### [EXTRACTED MATERIAL]
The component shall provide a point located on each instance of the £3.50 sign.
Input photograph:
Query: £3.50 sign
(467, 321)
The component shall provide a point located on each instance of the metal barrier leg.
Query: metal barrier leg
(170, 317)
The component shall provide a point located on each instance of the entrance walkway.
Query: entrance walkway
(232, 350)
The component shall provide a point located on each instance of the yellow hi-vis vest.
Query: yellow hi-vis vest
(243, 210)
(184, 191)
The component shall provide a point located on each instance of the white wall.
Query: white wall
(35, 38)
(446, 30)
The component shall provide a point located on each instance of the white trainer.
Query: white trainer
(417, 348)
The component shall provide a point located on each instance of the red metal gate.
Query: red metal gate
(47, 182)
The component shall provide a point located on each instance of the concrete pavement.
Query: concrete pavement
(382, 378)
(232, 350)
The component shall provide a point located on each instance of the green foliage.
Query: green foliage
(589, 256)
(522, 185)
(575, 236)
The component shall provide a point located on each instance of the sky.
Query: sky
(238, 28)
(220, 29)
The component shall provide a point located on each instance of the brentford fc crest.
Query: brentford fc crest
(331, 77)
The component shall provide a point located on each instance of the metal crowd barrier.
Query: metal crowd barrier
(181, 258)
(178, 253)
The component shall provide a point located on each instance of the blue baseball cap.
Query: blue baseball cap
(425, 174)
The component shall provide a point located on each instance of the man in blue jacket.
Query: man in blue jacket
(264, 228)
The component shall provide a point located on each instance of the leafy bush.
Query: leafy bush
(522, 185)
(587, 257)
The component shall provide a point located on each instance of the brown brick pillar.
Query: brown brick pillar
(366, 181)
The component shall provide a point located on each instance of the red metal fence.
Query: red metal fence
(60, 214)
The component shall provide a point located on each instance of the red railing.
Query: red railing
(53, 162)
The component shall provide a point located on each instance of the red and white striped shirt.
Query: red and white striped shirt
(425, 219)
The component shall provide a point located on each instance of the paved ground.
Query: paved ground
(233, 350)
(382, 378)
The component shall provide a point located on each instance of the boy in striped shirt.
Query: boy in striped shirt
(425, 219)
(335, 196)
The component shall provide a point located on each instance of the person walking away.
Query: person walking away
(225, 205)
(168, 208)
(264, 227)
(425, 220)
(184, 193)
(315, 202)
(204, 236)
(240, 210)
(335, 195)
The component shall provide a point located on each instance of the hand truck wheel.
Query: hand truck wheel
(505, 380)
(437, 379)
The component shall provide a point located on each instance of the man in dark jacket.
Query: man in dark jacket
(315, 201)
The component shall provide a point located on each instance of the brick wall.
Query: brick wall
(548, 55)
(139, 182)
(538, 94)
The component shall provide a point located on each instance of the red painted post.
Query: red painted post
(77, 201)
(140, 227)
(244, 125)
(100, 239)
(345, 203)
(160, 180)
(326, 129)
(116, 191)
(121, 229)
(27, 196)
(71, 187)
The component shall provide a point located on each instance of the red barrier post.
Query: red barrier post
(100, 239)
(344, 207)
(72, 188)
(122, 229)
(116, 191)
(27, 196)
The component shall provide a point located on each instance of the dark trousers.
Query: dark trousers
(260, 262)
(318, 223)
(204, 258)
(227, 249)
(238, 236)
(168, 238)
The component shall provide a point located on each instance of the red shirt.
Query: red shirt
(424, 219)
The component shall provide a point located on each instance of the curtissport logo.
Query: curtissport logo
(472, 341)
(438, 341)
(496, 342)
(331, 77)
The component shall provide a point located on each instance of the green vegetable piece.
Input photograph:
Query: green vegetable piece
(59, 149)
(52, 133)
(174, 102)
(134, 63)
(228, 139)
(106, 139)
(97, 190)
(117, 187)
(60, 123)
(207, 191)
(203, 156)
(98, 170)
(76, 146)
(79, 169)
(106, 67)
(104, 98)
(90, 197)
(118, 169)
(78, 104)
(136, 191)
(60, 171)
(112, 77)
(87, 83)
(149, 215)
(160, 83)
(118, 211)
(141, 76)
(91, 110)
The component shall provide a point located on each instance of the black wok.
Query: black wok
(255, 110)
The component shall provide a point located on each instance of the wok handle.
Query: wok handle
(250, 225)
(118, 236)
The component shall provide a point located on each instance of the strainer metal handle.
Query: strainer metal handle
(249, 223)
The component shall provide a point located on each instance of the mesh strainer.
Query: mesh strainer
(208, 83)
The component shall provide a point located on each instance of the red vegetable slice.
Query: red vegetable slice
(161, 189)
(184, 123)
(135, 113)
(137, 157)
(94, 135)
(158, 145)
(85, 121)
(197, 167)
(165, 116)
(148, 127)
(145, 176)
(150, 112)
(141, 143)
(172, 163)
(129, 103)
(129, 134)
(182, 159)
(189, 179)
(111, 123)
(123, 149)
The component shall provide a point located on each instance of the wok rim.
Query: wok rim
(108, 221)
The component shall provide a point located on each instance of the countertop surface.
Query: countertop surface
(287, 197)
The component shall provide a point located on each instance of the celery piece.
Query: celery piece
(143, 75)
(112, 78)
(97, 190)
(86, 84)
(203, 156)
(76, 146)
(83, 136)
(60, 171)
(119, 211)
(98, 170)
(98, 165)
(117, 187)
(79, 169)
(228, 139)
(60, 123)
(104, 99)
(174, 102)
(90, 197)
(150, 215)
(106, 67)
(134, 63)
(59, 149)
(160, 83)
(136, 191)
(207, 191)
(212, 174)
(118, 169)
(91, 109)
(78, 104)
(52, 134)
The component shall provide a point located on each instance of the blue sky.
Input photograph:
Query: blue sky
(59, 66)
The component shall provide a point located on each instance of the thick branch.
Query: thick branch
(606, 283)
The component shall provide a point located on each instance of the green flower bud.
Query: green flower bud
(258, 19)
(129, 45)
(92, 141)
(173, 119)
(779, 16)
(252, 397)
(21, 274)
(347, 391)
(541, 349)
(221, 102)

### [WHAT THE TASK ASKS]
Restate word for word the lines in the material above from the one with "Query: metal barrier leg" to the one with "the paved ground."; both of those lines count, and nothing else does.

### [WRITTEN SOLUTION]
Query: metal barrier leg
(170, 317)
The component shall provide a point located on each instance of the entrance walkway.
Query: entrance walkway
(232, 350)
The component shall provide a point located on each instance of the yellow hi-vis vest.
Query: yellow hi-vis vest
(243, 210)
(184, 191)
The component shall provide a point located on each instance of the white wall.
Query: white wall
(35, 38)
(446, 30)
The component shall provide a point located on each instance of the white trainer.
Query: white trainer
(417, 348)
The component shall provide a point located on each instance of the red metal gate.
Query: red metal gate
(47, 182)
The component shall provide a point located on each instance of the concrete pavement.
Query: concrete pavement
(382, 378)
(232, 350)
The component shall provide a point located on each instance of the green foliage.
Query: green foliage
(589, 256)
(522, 185)
(575, 236)
The component shall provide a point located on each instance of the sky.
Query: sky
(238, 28)
(220, 29)
The component shall provide a point located on each instance of the brentford fc crest.
Query: brentford fc crest
(331, 77)
The component shall provide a point located on each instance of the metal crowd barrier.
Query: metal crowd barrier
(181, 258)
(178, 253)
The component shall provide a point located on each instance of the blue baseball cap.
Query: blue baseball cap
(425, 174)
The component shall provide a point located on each instance of the man in blue jacket.
Query: man in blue jacket
(264, 228)
The component shall provide a point located on each instance of the leafy bush.
Query: leafy bush
(522, 185)
(587, 257)
The component shall provide a point located on each instance of the brown brick pillar.
Query: brown brick pillar
(366, 181)
The component shall provide a point located on each instance of the red metal fence.
Query: red metal fence
(60, 214)
The component shall provide a point located on each instance of the red railing.
Query: red railing
(53, 162)
The component shall provide a point located on each instance of the red and white striped shirt.
Query: red and white striped shirt
(425, 219)
The component shall provide a point located on each instance of the paved ground.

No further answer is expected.